Express the part of the listing that starts at the line containing "item: blue painted wall" and stops after the line containing "[107,614,385,697]" as a JSON list of strings. Use one string per line and omit blank lines.

* * *

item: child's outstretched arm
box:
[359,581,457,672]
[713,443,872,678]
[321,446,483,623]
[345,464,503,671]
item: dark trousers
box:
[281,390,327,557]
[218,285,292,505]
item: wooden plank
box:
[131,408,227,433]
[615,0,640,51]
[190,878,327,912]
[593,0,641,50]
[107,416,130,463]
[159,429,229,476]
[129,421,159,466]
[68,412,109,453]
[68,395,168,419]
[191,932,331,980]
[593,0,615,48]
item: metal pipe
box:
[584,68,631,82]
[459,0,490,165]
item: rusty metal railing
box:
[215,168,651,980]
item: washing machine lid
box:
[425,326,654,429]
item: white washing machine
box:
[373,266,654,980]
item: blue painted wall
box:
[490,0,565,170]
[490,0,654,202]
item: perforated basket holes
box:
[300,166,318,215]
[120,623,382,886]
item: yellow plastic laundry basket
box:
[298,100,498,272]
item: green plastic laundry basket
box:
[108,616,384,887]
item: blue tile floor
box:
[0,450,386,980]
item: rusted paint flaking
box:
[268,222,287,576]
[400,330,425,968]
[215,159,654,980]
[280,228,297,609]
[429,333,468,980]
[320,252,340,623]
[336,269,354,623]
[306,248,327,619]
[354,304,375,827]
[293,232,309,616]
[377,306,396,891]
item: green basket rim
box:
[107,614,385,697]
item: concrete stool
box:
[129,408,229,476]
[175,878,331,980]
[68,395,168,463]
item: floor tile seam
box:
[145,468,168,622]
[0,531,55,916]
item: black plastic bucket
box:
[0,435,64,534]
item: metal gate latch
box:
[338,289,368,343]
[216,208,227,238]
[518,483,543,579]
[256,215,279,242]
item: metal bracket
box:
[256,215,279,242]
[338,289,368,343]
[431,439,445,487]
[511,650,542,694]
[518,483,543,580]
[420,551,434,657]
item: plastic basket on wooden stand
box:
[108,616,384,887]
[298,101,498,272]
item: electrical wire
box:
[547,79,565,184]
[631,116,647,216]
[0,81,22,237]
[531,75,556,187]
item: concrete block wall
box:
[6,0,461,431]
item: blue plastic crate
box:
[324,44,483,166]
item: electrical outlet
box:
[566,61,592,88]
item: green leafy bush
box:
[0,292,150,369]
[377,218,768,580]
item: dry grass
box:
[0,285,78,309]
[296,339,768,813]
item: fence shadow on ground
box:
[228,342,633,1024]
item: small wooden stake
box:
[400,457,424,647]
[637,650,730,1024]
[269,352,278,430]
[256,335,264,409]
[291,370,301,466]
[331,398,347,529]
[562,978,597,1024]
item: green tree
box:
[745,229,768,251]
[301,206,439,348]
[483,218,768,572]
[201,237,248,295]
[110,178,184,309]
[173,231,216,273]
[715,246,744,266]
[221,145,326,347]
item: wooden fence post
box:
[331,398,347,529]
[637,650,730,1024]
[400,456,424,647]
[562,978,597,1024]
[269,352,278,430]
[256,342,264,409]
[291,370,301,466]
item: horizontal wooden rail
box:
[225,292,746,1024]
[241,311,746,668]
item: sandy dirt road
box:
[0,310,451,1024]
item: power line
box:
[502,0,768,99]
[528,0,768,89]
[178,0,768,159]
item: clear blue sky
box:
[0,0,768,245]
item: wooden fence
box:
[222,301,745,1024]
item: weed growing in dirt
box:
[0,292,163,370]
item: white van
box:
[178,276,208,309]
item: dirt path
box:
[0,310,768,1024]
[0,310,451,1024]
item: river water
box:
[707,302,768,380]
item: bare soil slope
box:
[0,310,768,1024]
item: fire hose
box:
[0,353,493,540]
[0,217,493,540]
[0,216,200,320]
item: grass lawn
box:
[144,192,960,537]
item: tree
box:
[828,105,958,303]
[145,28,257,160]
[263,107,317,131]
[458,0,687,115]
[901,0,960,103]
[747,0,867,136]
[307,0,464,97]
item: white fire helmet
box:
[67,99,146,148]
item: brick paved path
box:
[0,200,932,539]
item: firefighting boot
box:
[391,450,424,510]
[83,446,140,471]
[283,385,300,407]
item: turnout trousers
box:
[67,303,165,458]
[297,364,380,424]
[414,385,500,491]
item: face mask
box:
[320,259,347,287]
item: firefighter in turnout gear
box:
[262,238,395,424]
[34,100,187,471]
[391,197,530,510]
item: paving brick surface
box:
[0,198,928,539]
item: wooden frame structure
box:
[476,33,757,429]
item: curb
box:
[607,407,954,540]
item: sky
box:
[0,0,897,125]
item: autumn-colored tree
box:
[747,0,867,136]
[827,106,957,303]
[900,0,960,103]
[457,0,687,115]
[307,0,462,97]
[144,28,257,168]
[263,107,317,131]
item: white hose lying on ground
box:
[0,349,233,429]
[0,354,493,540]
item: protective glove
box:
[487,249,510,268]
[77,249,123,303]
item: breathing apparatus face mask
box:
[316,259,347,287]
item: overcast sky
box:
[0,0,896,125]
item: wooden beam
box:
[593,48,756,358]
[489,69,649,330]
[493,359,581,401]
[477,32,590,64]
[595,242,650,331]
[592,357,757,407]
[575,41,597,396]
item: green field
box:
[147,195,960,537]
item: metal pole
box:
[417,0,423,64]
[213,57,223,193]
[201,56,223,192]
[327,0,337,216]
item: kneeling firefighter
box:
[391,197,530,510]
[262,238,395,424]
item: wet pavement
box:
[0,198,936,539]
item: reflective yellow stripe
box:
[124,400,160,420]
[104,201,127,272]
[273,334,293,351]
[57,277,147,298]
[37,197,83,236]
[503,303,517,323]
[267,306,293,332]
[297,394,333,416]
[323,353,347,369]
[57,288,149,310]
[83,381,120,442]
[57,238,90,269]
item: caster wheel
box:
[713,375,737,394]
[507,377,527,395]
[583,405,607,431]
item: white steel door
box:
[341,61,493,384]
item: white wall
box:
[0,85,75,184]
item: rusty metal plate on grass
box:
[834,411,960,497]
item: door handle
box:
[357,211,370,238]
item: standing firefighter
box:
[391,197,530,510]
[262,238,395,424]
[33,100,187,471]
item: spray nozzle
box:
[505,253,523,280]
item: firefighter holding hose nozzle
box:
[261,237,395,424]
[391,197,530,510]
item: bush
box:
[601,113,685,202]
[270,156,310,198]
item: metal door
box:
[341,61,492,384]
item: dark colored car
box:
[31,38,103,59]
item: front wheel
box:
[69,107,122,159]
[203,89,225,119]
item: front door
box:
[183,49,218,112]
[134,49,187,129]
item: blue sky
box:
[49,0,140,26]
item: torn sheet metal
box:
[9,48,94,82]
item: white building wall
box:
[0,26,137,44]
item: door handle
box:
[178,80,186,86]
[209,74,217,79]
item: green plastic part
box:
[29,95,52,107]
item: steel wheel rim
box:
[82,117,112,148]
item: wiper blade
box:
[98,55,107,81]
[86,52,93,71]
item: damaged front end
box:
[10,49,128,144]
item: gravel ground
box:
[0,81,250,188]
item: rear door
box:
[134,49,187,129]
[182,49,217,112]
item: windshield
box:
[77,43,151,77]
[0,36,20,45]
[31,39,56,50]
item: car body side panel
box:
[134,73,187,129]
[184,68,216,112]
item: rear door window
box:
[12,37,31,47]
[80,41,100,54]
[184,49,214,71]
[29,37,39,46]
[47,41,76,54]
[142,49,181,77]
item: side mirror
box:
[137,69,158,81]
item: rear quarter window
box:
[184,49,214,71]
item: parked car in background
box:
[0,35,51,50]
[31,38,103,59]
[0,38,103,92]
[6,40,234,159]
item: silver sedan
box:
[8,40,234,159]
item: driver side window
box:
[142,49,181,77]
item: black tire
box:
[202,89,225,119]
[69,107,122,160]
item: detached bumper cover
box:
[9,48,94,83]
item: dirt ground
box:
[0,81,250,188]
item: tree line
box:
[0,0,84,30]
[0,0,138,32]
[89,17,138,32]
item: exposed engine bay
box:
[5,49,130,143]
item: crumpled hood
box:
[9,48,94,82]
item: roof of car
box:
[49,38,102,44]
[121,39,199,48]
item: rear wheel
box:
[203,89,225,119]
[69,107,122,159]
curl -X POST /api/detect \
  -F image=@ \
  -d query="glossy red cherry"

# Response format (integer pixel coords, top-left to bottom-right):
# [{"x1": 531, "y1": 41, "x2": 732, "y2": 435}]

* * *

--- Exercise answer ---
[
  "item: blue painted wall",
  "box:",
  "[490,0,565,170]",
  "[490,0,654,202]",
  "item: perforated basket holes",
  "box:",
  "[300,166,318,215]",
  "[120,623,382,886]",
  "item: yellow plastic laundry basket",
  "box:",
  "[298,100,498,272]",
  "item: green plastic laundry basket",
  "box:",
  "[108,616,384,887]",
  "item: blue tile floor",
  "box:",
  "[0,450,386,980]",
  "item: rusted paint flaking",
  "box:",
  "[268,222,287,576]",
  "[400,330,425,968]",
  "[215,159,654,980]",
  "[280,228,297,609]",
  "[429,333,468,980]",
  "[320,252,340,623]",
  "[336,269,354,623]",
  "[306,248,327,619]",
  "[354,304,375,827]",
  "[293,232,309,616]",
  "[377,306,396,891]",
  "item: green basket rim",
  "box:",
  "[107,614,385,697]"
]